# [WHAT YOU SHOULD DO]
Reproduce the passage about the Supreme Court and the Ukraine-returned medical students word for word, starting with "The bench’s general" and going on through "in this regard.".

# [EXERCISE PASSAGE]
In an order pronounced on December 9, the Supreme Court had called the situation “very precarious” since the students had already completed the course, but could not return to their respective universities to complete clinical training.

While recognising that “this is a fit case wherein some solution has to be evolved”, the bench had refrained from issuing any directions, stating that the court did not possess any expertise in this context and “should not enter into the domain exclusively reserved for the experts”. It had thereafter asked various ministries of the Union Government and the NMC to address the issue at the earliest.

The Supreme Court had also granted liberty to the Union Government to appoint a committee “if necessary”. The composition of this committee is yet to be made public by the Union Government.

The bench’s general position on this matter was summarised by Justice Gavai on Wednesday when he stated that the court had taken cognisance of the various petitions on humanitarian grounds, “otherwise you have no case”.

On the accommodation of foreign students whose education had been disrupted in India, the Supreme Court’s December 9 order notes that various states have already accommodated them in medical universities situated in their respective states. This, despite the Union Government’s maintained position that accommodating such students in India would “disrupt” medical education in the country.

Advocates for the petitioners had informed the bench in November last year that around eleven Indian states were willing to accommodate Ukraine-returned medical students, but were waiting for Union Government’s approval in this regard.

# [STORED DATA]
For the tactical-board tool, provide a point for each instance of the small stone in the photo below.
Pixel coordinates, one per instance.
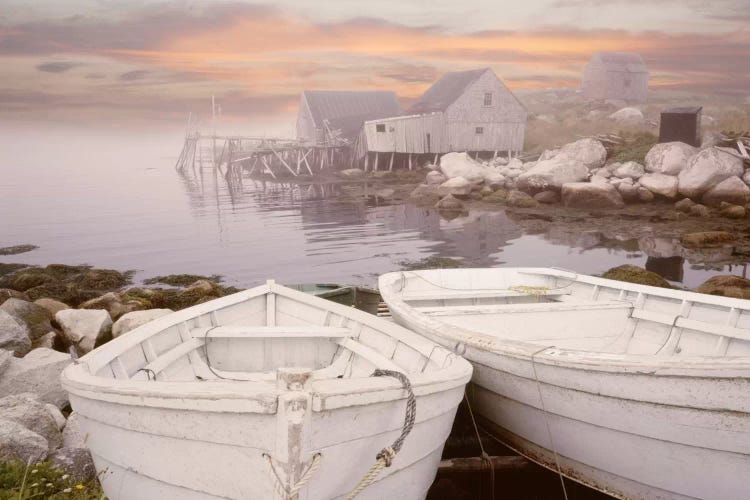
(547, 197)
(684, 205)
(19, 443)
(435, 178)
(35, 317)
(734, 212)
(519, 199)
(75, 461)
(664, 185)
(449, 202)
(38, 373)
(699, 210)
(587, 195)
(352, 173)
(133, 320)
(9, 293)
(14, 335)
(32, 414)
(84, 328)
(645, 195)
(456, 186)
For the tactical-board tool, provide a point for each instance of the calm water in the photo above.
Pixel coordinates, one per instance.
(115, 201)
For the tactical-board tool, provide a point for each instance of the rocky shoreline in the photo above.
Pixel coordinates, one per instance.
(48, 314)
(39, 333)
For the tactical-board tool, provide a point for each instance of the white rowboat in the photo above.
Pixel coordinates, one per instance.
(266, 393)
(637, 391)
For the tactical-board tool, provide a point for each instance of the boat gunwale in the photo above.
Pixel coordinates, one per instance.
(688, 366)
(79, 378)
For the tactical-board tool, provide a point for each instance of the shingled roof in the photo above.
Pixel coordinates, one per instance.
(625, 62)
(445, 91)
(347, 109)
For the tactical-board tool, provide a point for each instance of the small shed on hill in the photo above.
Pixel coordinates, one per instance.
(463, 111)
(616, 75)
(330, 117)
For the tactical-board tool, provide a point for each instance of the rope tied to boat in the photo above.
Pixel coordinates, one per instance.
(291, 493)
(385, 457)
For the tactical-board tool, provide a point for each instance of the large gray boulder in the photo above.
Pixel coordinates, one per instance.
(19, 443)
(552, 174)
(590, 152)
(134, 319)
(9, 293)
(83, 328)
(629, 169)
(461, 165)
(588, 195)
(34, 316)
(669, 158)
(732, 190)
(51, 305)
(113, 303)
(435, 178)
(494, 179)
(707, 169)
(32, 414)
(38, 373)
(456, 186)
(664, 185)
(14, 335)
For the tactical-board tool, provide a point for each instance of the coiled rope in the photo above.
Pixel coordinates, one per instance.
(291, 493)
(385, 457)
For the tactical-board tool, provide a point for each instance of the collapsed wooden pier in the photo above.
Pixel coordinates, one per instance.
(263, 155)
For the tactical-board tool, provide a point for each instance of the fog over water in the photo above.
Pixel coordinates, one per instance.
(113, 199)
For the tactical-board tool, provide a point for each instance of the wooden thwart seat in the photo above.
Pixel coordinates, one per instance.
(518, 308)
(369, 354)
(261, 332)
(478, 294)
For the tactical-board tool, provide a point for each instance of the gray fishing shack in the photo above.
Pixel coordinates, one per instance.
(334, 117)
(462, 111)
(621, 76)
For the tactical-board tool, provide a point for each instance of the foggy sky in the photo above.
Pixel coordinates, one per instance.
(100, 58)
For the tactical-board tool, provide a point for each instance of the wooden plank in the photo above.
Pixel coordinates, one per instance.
(478, 294)
(266, 332)
(369, 354)
(177, 352)
(692, 324)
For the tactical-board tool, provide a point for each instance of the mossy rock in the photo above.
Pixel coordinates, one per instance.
(181, 279)
(706, 239)
(7, 269)
(16, 249)
(104, 279)
(635, 274)
(726, 286)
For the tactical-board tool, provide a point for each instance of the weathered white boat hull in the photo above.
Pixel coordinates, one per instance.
(138, 464)
(203, 403)
(633, 427)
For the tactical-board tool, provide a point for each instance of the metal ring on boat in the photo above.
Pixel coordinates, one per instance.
(460, 348)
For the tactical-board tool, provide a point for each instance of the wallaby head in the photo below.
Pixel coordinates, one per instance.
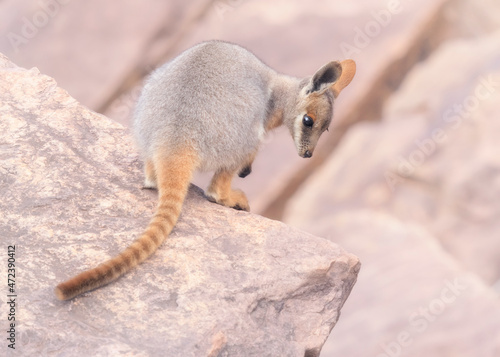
(314, 107)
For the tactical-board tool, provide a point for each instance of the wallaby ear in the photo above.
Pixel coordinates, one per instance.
(325, 77)
(347, 74)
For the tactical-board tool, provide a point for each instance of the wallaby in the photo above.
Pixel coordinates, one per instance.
(209, 109)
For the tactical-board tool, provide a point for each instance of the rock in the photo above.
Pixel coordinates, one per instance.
(412, 298)
(414, 197)
(432, 160)
(91, 47)
(226, 283)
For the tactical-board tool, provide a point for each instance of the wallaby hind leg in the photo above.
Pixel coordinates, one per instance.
(247, 168)
(220, 191)
(150, 181)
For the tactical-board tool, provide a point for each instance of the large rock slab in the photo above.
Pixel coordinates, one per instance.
(423, 181)
(226, 283)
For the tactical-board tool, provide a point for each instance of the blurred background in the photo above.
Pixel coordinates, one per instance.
(408, 178)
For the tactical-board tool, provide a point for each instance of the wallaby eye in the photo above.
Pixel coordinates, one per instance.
(307, 121)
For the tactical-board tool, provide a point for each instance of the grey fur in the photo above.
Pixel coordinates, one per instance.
(220, 98)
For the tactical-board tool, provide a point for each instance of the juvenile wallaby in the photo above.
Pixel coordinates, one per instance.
(210, 109)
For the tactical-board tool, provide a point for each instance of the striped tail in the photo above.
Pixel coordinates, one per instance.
(173, 177)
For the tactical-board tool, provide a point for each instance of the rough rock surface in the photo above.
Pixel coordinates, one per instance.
(424, 183)
(226, 283)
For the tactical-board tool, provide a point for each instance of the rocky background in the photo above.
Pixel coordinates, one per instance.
(407, 178)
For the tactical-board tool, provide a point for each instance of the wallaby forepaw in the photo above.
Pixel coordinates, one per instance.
(247, 170)
(236, 200)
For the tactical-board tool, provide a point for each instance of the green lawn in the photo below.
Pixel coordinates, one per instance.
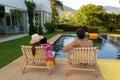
(11, 50)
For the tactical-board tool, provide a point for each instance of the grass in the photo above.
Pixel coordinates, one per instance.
(11, 50)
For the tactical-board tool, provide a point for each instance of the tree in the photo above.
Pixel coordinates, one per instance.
(30, 9)
(89, 15)
(54, 5)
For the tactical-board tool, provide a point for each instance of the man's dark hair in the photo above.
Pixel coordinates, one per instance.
(80, 33)
(43, 41)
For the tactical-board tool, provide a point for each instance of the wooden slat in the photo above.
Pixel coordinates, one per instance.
(82, 55)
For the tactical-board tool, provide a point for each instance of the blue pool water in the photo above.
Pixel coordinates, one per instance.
(107, 50)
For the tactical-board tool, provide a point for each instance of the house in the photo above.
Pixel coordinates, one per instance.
(14, 19)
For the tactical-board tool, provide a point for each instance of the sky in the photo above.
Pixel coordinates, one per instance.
(76, 4)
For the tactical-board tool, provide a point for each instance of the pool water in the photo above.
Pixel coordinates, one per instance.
(107, 50)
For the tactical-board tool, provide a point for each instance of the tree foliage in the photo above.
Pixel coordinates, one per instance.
(54, 5)
(89, 15)
(30, 9)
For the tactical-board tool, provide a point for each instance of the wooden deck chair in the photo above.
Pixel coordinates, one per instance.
(86, 56)
(37, 61)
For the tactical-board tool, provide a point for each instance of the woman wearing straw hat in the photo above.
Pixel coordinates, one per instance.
(38, 40)
(35, 41)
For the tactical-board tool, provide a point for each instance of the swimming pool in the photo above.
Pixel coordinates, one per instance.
(107, 50)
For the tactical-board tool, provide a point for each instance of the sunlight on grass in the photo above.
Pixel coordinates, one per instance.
(110, 69)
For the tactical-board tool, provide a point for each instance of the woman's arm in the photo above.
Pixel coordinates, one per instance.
(69, 46)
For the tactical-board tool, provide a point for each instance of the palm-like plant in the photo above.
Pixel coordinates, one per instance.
(55, 4)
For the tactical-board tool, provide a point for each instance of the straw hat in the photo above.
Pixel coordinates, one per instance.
(35, 38)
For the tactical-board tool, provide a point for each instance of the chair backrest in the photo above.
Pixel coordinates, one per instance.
(39, 56)
(85, 55)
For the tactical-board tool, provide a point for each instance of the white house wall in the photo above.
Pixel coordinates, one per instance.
(14, 3)
(43, 5)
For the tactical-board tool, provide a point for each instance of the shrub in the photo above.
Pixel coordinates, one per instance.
(50, 27)
(39, 30)
(32, 30)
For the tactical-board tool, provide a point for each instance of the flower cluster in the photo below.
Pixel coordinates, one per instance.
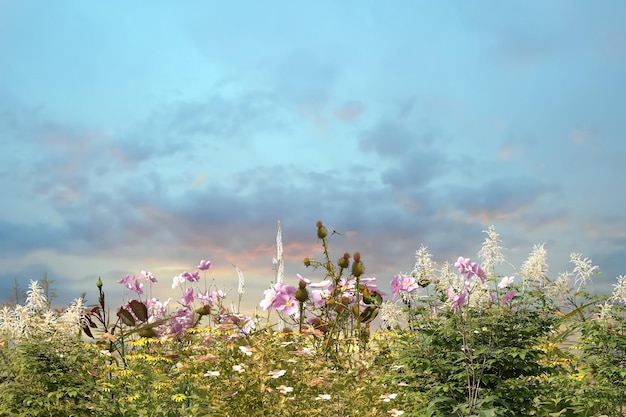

# [WRITTEN SOLUTION]
The bench’s general position on this matter was summarised by Justice Gavai on Wednesday when he stated that the court had taken cognisance of the various petitions on humanitarian grounds, “otherwise you have no case”.

On the accommodation of foreign students whose education had been disrupted in India, the Supreme Court’s December 9 order notes that various states have already accommodated them in medical universities situated in their respective states. This, despite the Union Government’s maintained position that accommodating such students in India would “disrupt” medical education in the country.

Advocates for the petitioners had informed the bench in November last year that around eleven Indian states were willing to accommodate Ukraine-returned medical students, but were waiting for Union Government’s approval in this regard.